> **Task details**
Reproduce all of the data word for word.

(Point annotation records)
● ● ● ●

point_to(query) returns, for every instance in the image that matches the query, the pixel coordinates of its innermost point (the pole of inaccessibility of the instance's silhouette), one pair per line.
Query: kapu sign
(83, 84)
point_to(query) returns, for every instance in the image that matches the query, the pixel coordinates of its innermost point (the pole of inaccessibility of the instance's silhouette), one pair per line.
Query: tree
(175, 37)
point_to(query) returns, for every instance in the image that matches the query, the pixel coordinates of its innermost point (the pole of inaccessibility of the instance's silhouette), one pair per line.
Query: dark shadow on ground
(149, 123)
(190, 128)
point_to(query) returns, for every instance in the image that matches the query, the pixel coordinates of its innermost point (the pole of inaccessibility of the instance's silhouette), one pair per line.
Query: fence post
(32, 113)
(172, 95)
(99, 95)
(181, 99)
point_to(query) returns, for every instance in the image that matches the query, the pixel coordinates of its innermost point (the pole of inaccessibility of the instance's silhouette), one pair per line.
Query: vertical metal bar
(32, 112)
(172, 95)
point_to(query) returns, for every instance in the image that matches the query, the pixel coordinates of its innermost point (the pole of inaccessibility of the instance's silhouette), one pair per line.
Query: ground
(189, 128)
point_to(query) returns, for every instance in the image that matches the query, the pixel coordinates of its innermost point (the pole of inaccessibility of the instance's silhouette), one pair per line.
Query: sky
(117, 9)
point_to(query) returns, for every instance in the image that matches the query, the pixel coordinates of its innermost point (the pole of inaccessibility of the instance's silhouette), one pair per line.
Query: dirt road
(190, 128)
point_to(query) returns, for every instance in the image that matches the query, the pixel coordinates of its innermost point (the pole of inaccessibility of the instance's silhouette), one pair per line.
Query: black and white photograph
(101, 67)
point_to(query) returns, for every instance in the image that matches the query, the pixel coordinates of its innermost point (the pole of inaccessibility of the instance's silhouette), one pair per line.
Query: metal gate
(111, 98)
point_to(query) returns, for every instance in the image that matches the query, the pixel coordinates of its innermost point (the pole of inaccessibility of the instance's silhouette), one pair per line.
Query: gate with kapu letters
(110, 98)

● ● ● ●

> **Full response**
point_to(query) returns, for every instance in the image that matches the query, the pixel coordinates of its innermost point (the pole of inaccessibility of the instance's silhouette), one pair per line.
Query: kapu sign
(83, 84)
point_to(query) returns, for every instance in the image that matches the query, the pixel coordinates of its innermost point (the pole of inaccessibility of the instance's silhouette), one pair per line.
Query: tree
(175, 37)
point_to(query) returns, for every instance in the image that matches the query, the pixel coordinates of its innermost point (the pole of inaccessibility of the instance's silhouette), one pair per line.
Query: dark shadow on ground
(149, 123)
(190, 128)
point_to(query) returns, for every instance in the image that matches the query, the pixel coordinates of its innermost point (the pole of inaccessibility of the instance's silhouette), one pair per line.
Query: fence post
(32, 113)
(172, 95)
(99, 95)
(181, 99)
point_to(query) returns, for every instance in the image that matches the query, the pixel coordinates of its innermost point (the pole of inaccessibility of the instance's silhouette), one pair per line.
Query: vertical metal bar
(32, 112)
(172, 95)
point_to(query) returns, for every instance in the image that matches the query, the pixel coordinates of its innermost point (the pole of inaccessibility of the instance's silhouette), one pair per line.
Query: ground
(189, 128)
point_to(query) returns, for every instance in the image that matches the query, the pixel coordinates of its innermost point (the pole of inaccessibility of the instance's silhouette), one pair per line.
Query: sky
(117, 9)
point_to(query) returns, for every instance in the image that matches the query, the pixel coordinates of its innermost point (the pole of inaccessibility of the instance's silhouette), one pair per line.
Query: dirt road
(190, 128)
point_to(query) returns, for every instance in the image that matches the query, the pixel coordinates of its innermost point (the pole of inaccessibility of the instance's silhouette), one pair per line.
Query: black and white photograph
(101, 67)
point_to(query) returns, for every instance in the image that matches the query, the pixel coordinates of its innermost point (the pole of inaccessibility of the instance's silhouette), one pair per line.
Query: metal gate
(111, 98)
point_to(query) returns, for every instance in the image that matches the query, the pixel coordinates of its innermost point (the pole of inaccessibility of the instance's silhouette), one pair per line.
Query: gate with kapu letters
(110, 98)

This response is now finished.